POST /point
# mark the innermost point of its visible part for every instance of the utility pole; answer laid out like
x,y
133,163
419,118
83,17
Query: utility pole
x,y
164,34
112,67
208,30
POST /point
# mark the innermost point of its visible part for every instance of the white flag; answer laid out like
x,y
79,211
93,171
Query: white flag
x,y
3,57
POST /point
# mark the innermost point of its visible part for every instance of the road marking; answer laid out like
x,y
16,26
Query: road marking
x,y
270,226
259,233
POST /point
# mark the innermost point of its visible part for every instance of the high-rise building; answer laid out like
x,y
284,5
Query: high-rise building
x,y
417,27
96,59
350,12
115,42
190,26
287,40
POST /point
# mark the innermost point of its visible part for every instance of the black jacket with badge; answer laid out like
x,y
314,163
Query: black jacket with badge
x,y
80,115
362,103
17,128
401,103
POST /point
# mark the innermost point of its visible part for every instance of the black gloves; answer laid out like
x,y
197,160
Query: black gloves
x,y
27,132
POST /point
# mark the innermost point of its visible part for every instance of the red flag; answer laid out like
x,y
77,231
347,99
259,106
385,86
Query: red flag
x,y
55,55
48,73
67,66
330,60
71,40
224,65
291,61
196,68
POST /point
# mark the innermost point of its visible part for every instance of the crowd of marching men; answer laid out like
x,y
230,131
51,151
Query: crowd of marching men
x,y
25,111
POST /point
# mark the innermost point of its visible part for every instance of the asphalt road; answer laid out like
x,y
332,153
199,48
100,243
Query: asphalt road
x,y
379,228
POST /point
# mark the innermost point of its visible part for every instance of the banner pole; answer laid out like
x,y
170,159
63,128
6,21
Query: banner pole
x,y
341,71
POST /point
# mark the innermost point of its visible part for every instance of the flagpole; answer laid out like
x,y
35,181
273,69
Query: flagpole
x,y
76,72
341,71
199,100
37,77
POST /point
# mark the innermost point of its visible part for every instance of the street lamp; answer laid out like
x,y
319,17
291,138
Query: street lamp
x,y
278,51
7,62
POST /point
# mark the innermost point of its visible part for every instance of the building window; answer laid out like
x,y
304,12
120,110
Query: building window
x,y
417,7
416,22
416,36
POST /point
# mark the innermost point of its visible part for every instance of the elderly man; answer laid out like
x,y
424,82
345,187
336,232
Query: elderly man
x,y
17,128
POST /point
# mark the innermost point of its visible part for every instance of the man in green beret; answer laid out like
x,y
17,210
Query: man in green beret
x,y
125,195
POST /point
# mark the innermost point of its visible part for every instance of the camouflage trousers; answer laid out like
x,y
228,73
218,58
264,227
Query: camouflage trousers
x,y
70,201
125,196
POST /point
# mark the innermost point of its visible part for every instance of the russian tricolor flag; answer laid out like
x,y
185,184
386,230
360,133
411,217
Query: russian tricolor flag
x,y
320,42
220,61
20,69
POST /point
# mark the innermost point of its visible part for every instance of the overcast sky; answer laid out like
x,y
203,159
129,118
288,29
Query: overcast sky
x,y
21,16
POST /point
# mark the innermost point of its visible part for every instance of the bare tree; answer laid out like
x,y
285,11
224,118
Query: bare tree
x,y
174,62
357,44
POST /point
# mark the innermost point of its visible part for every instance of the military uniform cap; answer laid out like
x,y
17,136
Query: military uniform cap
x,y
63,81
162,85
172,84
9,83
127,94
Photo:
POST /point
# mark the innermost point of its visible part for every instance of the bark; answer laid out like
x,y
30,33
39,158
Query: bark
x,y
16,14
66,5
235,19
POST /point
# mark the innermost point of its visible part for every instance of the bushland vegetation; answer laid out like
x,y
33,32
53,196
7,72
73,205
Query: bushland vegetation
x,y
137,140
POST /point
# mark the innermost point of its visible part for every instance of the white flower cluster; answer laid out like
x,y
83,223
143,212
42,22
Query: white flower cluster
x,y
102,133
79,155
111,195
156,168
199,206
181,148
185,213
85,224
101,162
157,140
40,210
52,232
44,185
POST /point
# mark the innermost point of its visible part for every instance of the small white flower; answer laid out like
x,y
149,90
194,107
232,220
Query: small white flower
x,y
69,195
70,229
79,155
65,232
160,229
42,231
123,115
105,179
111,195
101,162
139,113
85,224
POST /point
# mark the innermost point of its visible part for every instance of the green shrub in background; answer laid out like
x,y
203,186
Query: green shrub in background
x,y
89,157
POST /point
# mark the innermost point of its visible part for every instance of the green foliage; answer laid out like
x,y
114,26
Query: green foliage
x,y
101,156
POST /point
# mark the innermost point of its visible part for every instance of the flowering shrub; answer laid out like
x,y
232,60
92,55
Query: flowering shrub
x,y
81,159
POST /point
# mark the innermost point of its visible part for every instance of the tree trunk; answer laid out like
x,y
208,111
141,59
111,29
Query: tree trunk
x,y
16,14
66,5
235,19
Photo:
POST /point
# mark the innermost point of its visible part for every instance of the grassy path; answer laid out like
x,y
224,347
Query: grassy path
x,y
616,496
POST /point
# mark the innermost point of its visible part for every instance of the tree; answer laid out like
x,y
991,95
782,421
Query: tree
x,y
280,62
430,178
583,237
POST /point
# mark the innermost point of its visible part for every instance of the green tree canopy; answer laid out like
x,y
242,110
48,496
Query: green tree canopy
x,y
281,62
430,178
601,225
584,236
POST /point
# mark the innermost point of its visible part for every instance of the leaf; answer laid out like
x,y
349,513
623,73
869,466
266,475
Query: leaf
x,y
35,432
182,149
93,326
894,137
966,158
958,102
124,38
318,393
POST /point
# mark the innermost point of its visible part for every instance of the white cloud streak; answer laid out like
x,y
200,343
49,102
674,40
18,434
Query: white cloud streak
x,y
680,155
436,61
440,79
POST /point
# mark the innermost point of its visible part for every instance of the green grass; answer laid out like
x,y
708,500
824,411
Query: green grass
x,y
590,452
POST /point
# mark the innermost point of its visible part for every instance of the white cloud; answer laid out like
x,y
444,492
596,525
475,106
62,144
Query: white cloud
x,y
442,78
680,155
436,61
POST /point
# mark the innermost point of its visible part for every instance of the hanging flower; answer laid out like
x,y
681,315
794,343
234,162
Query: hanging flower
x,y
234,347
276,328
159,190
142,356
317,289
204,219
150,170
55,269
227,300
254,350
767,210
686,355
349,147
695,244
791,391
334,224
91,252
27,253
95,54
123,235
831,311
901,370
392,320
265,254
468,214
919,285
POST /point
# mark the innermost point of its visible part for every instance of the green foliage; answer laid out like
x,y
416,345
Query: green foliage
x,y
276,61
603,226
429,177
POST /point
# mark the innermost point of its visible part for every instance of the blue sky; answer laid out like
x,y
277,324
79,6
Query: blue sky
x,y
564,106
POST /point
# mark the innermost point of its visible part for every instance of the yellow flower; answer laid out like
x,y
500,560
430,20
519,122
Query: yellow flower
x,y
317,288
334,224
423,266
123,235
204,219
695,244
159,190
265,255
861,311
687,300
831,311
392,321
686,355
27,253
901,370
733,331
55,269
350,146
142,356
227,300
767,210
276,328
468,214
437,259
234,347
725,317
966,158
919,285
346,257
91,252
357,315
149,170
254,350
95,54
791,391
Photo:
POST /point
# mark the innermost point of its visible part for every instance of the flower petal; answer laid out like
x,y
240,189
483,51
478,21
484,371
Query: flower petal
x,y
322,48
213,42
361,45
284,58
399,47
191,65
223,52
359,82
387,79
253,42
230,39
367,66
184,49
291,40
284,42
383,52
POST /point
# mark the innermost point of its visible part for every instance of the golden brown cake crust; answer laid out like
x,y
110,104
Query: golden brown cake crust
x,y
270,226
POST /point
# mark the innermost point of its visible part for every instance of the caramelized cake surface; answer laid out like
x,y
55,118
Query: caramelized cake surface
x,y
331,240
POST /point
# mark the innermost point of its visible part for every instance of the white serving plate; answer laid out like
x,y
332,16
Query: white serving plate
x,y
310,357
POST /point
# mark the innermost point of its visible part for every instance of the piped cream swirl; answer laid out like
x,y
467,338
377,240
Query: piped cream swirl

### STATED GOAL
Pull out each line in the records above that contains the string "window". The match is case-sensitive.

### SOLVED PROBLEM
# mark the innermost point of its visible part for every instance of the building window; answer laid out like
Query: building window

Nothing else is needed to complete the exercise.